■ **RECORDS SHOWN**:
━━━━━━━━━━━━━━━━
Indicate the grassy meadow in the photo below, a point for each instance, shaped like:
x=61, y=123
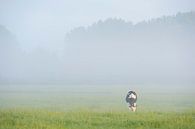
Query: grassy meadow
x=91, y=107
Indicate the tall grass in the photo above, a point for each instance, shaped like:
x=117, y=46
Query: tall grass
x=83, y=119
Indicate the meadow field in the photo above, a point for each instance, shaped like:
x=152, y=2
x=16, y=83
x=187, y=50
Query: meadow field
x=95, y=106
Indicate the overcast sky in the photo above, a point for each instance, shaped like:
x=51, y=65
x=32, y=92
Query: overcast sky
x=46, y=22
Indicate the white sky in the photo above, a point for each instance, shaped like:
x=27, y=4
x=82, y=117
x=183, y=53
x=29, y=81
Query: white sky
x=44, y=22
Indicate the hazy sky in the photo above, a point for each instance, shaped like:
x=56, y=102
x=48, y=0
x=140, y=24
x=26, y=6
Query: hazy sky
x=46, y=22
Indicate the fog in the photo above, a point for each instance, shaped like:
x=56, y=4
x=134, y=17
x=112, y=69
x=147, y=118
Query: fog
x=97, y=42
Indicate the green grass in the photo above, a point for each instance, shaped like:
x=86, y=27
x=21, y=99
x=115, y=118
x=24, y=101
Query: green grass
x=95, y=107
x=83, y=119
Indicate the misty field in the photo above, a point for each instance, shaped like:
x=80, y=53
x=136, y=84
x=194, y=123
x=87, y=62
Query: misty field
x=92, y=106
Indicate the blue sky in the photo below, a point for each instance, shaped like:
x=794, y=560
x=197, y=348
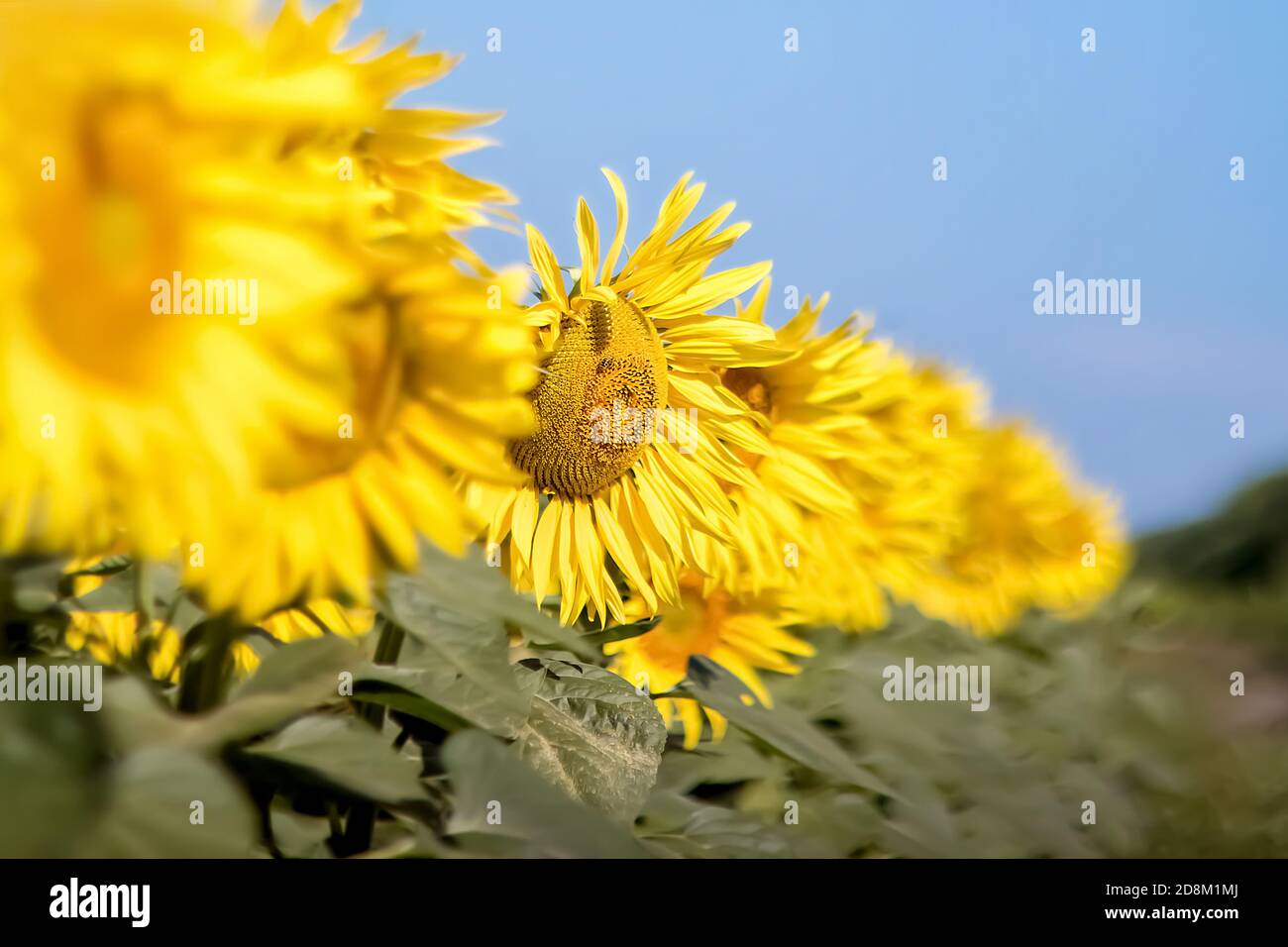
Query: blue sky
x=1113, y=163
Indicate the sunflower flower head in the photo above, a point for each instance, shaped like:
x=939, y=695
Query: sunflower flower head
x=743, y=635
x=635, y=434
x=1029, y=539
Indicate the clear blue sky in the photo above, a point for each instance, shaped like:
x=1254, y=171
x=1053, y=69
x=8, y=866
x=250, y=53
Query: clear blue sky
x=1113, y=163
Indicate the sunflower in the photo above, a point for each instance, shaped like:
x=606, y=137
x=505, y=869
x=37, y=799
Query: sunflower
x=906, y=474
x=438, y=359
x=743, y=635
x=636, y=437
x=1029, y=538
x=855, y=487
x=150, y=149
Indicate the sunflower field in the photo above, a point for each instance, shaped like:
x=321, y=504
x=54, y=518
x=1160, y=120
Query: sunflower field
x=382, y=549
━━━━━━━━━━━━━━━━
■ **EXERCISE REQUIREMENTS**:
Will you set down the records word for word while leaving out every picture?

■ **OUTPUT OF THE EXERCISE**:
Indicate the grassy meadow in the photo below, a point for each instance, shaped like:
x=61, y=123
Query: grassy meadow
x=91, y=107
Indicate the tall grass in the photo above, a point for each instance, shaped like:
x=117, y=46
Query: tall grass
x=83, y=119
Indicate the meadow field in the photo above, a point for each instance, shaped like:
x=152, y=2
x=16, y=83
x=187, y=50
Query: meadow field
x=95, y=106
Indicate the overcast sky in the photo above, a point for each instance, shaped like:
x=51, y=65
x=32, y=92
Query: overcast sky
x=46, y=22
Indicate the white sky in the photo above, a point for each instance, shaped like:
x=27, y=4
x=82, y=117
x=183, y=53
x=29, y=81
Query: white sky
x=44, y=22
Indicate the hazy sky in the photo above, a point for each instance, shaped like:
x=56, y=102
x=48, y=0
x=140, y=24
x=26, y=6
Query: hazy sky
x=46, y=22
Indicate the fog in the photo above, a point for each instance, shaped like:
x=56, y=4
x=134, y=17
x=112, y=69
x=147, y=118
Query: fog
x=97, y=42
Indicate the green grass in the photo above, a point for each instance, shaped like:
x=86, y=27
x=21, y=99
x=115, y=118
x=24, y=101
Query: green grass
x=95, y=107
x=83, y=119
Indicate the misty field in the photo above, a point for each instance, shaped like:
x=80, y=53
x=136, y=84
x=194, y=123
x=87, y=62
Query: misty field
x=92, y=106
Indicate the blue sky in the photo below, a point for each instance, shaped like:
x=794, y=560
x=197, y=348
Query: blue sky
x=1113, y=163
Indicate the sunflower flower head in the photo above, a point for each instance, shaped like:
x=939, y=695
Query: sunflower flower head
x=743, y=635
x=635, y=434
x=1029, y=539
Indicate the clear blue sky in the photo above, a point for each instance, shaped like:
x=1254, y=171
x=1053, y=69
x=8, y=866
x=250, y=53
Query: clear blue sky
x=1113, y=163
Indicate the sunflower in the photo above, a point for each instance, shaped like:
x=606, y=137
x=505, y=869
x=37, y=799
Query: sunflower
x=906, y=474
x=438, y=359
x=743, y=635
x=636, y=437
x=1029, y=538
x=855, y=487
x=150, y=149
Indicate the sunflower field in the photo above, a point for each instance, shaped like:
x=321, y=504
x=54, y=518
x=1160, y=120
Query: sunflower field
x=382, y=549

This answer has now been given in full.